## Text extract
....
Over the years, I have found small ways to cope with Christmas Day itself. I cook.Cooking gives me a contained world with rules I understand. The day before, I can lock myself away to prep vegetables and build a detailed timing plan in a spreadsheet. I make Christmas pudding and stuffing using my great granny’s recipe. On the day itself, I keep people out of the kitchen so the plan is not disturbed. I have timers set with names for each milestone. I wear headphones. I am in my own world, free from small talk and sensory overload. It is not avoidance. It is participation on terms my nervous system can handle.

There are parts of Christmas that genuinely regulate me. The traditions I have chosen, not the ones imposed. I always get a real tree. The smell of the forest in the house calms me deeply. The low light. Fairy lights. Candles. Watching the same films every year, over and over, without needing to decide anything new. Dopamine rich snacking without ceremony.
....
## To-do list
A) Based on the Christmas passage, decide whether each statement agrees with it: (i) on Christmas Day the writer keeps people out of the kitchen; (ii) the writer uses an artificial tree; (iii) the stuffing follows the writer's grandmother's recipe. For each, answer yes or no and quote the deciding words.
B) Repeat the Christmas passage verbatim from "There are parts" to "snacking without ceremony.".
The data that follows is separate material, unrelated to the Christmas passage.
....
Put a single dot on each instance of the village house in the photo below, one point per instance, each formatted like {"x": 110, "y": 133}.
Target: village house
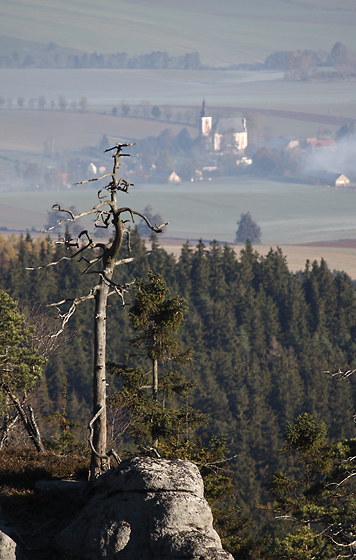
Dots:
{"x": 332, "y": 179}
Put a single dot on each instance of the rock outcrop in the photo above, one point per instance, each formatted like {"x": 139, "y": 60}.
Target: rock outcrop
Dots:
{"x": 9, "y": 549}
{"x": 146, "y": 509}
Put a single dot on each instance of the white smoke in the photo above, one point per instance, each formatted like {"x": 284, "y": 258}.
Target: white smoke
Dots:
{"x": 339, "y": 158}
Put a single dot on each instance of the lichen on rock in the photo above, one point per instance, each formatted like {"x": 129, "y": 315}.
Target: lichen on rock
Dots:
{"x": 146, "y": 509}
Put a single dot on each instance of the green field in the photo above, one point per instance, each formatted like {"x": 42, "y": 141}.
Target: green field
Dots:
{"x": 286, "y": 212}
{"x": 223, "y": 33}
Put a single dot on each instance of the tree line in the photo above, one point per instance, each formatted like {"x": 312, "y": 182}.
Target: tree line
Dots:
{"x": 261, "y": 339}
{"x": 55, "y": 57}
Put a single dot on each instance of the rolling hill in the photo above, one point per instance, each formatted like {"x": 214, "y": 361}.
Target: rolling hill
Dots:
{"x": 223, "y": 33}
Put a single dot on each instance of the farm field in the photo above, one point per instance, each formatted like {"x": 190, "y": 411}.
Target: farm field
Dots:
{"x": 107, "y": 88}
{"x": 287, "y": 213}
{"x": 26, "y": 131}
{"x": 251, "y": 30}
{"x": 294, "y": 217}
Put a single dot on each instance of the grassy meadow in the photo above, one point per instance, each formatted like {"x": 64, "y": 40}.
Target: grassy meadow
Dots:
{"x": 293, "y": 217}
{"x": 223, "y": 33}
{"x": 287, "y": 213}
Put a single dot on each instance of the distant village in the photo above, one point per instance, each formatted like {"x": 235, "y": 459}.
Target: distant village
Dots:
{"x": 222, "y": 148}
{"x": 216, "y": 147}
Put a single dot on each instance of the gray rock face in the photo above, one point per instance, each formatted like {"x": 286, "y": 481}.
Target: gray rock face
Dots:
{"x": 9, "y": 549}
{"x": 147, "y": 509}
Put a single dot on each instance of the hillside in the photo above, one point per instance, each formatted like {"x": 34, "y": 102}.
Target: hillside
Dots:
{"x": 251, "y": 31}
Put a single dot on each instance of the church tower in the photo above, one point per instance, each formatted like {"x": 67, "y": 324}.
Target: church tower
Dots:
{"x": 205, "y": 123}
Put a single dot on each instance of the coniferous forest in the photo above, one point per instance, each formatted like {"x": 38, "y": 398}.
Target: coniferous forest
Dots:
{"x": 262, "y": 339}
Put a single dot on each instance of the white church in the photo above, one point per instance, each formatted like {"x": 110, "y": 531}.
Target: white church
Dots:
{"x": 213, "y": 135}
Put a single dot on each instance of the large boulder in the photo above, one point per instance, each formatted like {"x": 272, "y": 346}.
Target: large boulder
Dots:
{"x": 9, "y": 549}
{"x": 146, "y": 509}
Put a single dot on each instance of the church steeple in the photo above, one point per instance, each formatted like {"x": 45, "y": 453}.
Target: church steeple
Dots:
{"x": 205, "y": 123}
{"x": 203, "y": 110}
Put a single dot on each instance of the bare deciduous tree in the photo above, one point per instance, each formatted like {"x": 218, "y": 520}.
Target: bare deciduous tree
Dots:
{"x": 100, "y": 259}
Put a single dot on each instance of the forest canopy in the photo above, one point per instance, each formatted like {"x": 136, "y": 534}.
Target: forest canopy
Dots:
{"x": 261, "y": 336}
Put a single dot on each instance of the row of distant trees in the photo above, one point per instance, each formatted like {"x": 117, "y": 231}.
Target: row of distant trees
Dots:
{"x": 56, "y": 57}
{"x": 303, "y": 63}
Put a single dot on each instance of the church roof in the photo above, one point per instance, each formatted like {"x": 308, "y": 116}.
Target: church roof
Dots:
{"x": 224, "y": 125}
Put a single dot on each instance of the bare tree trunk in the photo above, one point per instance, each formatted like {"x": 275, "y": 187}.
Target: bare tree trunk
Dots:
{"x": 155, "y": 380}
{"x": 155, "y": 392}
{"x": 99, "y": 459}
{"x": 29, "y": 422}
{"x": 8, "y": 424}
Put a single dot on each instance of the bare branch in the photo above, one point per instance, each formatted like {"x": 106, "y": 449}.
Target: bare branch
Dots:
{"x": 339, "y": 374}
{"x": 75, "y": 302}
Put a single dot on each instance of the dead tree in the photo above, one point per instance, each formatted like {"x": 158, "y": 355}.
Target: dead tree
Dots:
{"x": 100, "y": 259}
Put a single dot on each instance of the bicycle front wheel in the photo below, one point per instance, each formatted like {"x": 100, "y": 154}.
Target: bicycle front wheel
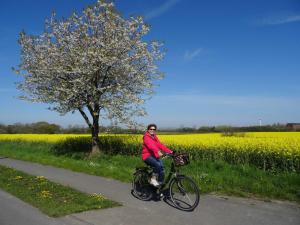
....
## Per-task answers
A)
(i) Yes: "On the day itself, I keep people out of the kitchen so the plan is not disturbed."
(ii) No: "I always get a real tree."
(iii) No: "I make Christmas pudding and stuffing using my great granny’s recipe."

B)
There are parts of Christmas that genuinely regulate me. The traditions I have chosen, not the ones imposed. I always get a real tree. The smell of the forest in the house calms me deeply. The low light. Fairy lights. Candles. Watching the same films every year, over and over, without needing to decide anything new. Dopamine rich snacking without ceremony.